▸ **Passage to read**
╭──

Data Mining: Change vs Continuity
Big Data, Artificial Intelligence, and Machine Learning are no longer topics that reside exclusively within Information Systems and Data Mining. The significant social and business benefits are now a recognized reality whereby these topics are now part of the public vernacular. This increased public awareness has just further emphasized the role of data mining as the key business discipline in achieving these benefits. In this new paradigm, volume of data, variety of data (structured, semi-structured, and unstructured) and velocity of data pose new challenges when determining the right data mining approach. This is further compounded with the recent breakthroughs of artificial intelligence and its ability to deliver significantly improved performance across a variety of different tasks but where these breakthroughs have occurred as a result of using Big Data. More data and better algorithms. What does it all mean for the data scientist? Does the role of the data scientist need to be reinvented?
In answering these questions, it is helpful to look at other disciplines which have undergone great change. One good example is the field of medicine which has always undergone great change. But there is a main body of knowledge which has fundamentally remained constant and which forms the core subjects at any medical school. Not that we should compare the disciplines of data science and medicine in terms of their specialized areas of knowledge expertise, but the point is that data science does have a body of knowledge which has remained constant since its birth by the credit card companies of the 1950’s.
In Data Mining for Managers, Industry-veteran Richard Boire presents a 4 step approach which has been undertaken in all data mining projects and exercises. These four steps are:
- Identification of the Business Problem
- Creation of the Analytical File
- Applying the Data Mining Techniques
- Measurement and Implementation
Each of these steps are explored in great detail with case studies across all industries. From the learning obtained through these rich examples and case studies, the reader gains a much fuller appreciation and importance of each stage within the data mining process.
Software tools are providing more automated ways of conducting various tasks. This simply allows the data miner to perform more work in a much quicker timeframe. For example in the area of predictive analytics ,we are observing the emergence of many automated modelling tools that can build dozens of different mathematical models on the fly. The data scientist then needs to determine the best model based on his or her knowledge of evaluating models. However, the selection of that model will also be based on the explainability of the solution to the business end user as well as a comfort factor in implementing this solution. The data miner will also be very knowledgeable in the analytical file that was used as inputs to these automated routines. Yet, it is imperative that the data miner rely on the foundational principles and tasks of data mining in order to more fully leverage these tools. An automated tool in the hands of an inexperienced data miner is a recipe for disaster as that person does not have the rigor and discipline of data mining which is so clearly laid out in Boire’s book.
Even in the creation of the analytical file, the requisite skills of being able to “code” in order to develop this file are no longer mission-critical. Certain software companies now provide tools where no programming code is required to create an analytical file or to conduct basic analytics. But once again, the data miner needs to understand the process of how to “work” data in order to create an analytical file which is emphasized very strongly in Boire’s book.
The data mining role will evolve where the emphasis will be on those hybrids who can understand data and math output and can best determine how to apply this knowledge in solving a given problem. This is the high growth area of data mining. Not only is it the high growth area but it represents a discipline of the future that will be critical for anyone seeking potential opportunities in the C-suite. Through many case studies and exercises, Boire’s book is amply qualified to provide real-life learning that emphasizes the hybrid approach. This book is a must read for any person who is considering a career in the exciting and ever-evolving area of data mining.
Richard Boire, author of Data Mining for Managers, is a recognized authority on predictive analytics and is among the top five experts in this field in Canada. This expertise has evolved into international speaking assignments and workshop seminars in the U.S., England, Eastern Europe, and Southeast Asia. He has also chaired numerous conferences on this topic within Canada and is the current Predictive Analytics World Conference Chair within Canada.

╰──

▸ **Raw data**

╭──

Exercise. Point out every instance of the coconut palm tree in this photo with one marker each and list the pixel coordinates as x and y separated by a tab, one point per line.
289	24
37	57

╰──

▸ **Parts of the exercise**
[1] Echo the data mining article from "In answering these" to "of the 1950’s.".
[2] Answer these questions on the data mining article, one answer per line:
(a) According to the article, who gave birth to data science's body of knowledge, and in what decade?
(b) What is the second of the four steps listed in the article?
(c) In which places has Richard Boire given international speaking assignments and workshop seminars?

▸ **Written answers**
[1]
In answering these questions, it is helpful to look at other disciplines which have undergone great change. One good example is the field of medicine which has always undergone great change. But there is a main body of knowledge which has fundamentally remained constant and which forms the core subjects at any medical school. Not that we should compare the disciplines of data science and medicine in terms of their specialized areas of knowledge expertise, but the point is that data science does have a body of knowledge which has remained constant since its birth by the credit card companies of the 1950’s.

[2]
(a) The credit card companies of the 1950's.
(b) Creation of the Analytical File.
(c) The U.S., England, Eastern Europe, and Southeast Asia.